*** Extract ***

CHRB's Ingrid Fermin Resigns
Fermin 66, confirmed that her decision was based on a board requirement that she move her operations to CHRB headquarters in Sacramento.
"At this stage of my life, I don't need to relocate," said Fermin said during a phone interview. "I'm unwilling to do that. Sacramento is a nice place, but I live in Del Mar."
Fermin's resignation letter was dated Oct. 24. She said release was held up for two weeks while she discussed her decision with board chairman Richard Shapiro and others. Fermin underwent a performance review in closed session during a commission meeting Oct. 18.
According to Shapiro, commissioners gave her high marks, but they did require that she move her office to Sacramento.
"At the time we hired her, she was adamant that she could not work in Sacramento. I was fairly new to the board and her request to maintain an office in Southern California seemed to be reasonable one," Shapiro said by phone. "We gave it a good shot, but so much of the job deals with government bureaucracy, politics and regulatory hoops, it really is necessary to have a full-time executive director in Sacramento."

*** End of Extract ***
*** Given information ***

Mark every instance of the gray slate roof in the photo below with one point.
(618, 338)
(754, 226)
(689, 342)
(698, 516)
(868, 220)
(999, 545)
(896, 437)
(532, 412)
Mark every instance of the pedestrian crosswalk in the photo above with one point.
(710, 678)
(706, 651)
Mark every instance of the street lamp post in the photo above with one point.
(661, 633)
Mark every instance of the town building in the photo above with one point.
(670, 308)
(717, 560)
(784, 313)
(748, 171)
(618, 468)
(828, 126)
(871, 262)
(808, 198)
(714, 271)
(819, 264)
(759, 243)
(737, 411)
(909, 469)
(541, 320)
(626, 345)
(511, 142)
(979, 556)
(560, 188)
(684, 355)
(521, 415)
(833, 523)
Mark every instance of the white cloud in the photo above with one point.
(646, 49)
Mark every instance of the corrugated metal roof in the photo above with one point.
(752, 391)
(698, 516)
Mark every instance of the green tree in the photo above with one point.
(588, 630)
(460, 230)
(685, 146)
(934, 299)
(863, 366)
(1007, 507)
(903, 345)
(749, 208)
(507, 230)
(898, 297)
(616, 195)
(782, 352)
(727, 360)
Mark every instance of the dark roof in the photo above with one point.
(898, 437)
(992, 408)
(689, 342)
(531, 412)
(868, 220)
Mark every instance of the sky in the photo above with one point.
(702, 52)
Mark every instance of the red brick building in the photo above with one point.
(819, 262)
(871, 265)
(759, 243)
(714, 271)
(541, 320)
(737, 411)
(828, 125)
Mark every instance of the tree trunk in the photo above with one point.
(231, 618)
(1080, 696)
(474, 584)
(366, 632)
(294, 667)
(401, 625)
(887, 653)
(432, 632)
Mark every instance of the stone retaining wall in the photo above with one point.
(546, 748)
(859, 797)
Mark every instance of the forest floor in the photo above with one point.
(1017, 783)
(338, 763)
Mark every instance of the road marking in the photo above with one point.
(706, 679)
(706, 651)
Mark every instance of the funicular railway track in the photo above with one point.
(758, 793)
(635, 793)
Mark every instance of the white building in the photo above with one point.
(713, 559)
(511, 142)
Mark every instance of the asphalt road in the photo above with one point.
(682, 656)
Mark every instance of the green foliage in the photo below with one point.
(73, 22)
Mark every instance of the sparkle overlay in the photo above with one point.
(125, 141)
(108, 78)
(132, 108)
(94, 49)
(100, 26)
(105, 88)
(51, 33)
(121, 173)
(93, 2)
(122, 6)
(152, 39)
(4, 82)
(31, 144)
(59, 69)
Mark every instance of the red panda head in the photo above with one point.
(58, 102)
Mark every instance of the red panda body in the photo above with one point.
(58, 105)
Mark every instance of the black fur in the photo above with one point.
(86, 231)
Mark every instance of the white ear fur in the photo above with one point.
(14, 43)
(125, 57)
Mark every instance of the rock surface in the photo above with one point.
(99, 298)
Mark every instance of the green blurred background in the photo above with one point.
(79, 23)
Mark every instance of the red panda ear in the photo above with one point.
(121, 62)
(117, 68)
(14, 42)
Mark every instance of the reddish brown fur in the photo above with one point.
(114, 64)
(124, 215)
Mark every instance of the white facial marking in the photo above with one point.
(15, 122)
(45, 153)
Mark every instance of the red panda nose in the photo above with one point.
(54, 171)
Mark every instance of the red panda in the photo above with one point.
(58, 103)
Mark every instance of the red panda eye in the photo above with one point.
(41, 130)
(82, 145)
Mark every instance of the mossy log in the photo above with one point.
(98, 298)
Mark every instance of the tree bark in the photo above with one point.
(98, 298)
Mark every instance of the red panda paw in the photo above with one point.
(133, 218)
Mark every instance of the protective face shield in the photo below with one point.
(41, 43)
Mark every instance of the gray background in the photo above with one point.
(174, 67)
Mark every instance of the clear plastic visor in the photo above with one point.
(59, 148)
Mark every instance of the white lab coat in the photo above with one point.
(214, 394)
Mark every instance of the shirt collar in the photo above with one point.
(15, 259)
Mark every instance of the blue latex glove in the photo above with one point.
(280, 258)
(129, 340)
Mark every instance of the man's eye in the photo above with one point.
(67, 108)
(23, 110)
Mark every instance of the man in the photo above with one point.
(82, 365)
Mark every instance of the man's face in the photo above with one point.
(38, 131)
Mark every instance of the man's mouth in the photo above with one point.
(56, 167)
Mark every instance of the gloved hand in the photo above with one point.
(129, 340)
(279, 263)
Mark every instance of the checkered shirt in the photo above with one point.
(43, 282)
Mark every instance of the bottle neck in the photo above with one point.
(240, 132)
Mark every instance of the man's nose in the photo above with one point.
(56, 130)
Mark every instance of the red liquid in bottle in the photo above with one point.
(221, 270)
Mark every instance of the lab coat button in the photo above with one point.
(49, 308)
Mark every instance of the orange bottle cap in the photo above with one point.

*** End of Given information ***

Check your understanding
**a.** Echo the stretch of the article on Fermin's resignation from "CHRB's Ingrid Fermin" through "headquarters in Sacramento.", copied word for word.
**b.** Answer these from the article on Fermin's resignation:
(i) On what date was Fermin's resignation letter dated?
(ii) Where does Fermin say she lives?
(iii) Who is the board chairman?

Task solutions
**a.**
CHRB's Ingrid Fermin Resigns
Fermin 66, confirmed that her decision was based on a board requirement that she move her operations to CHRB headquarters in Sacramento.

**b.**
(i) Oct. 24
(ii) Del Mar
(iii) Richard Shapiro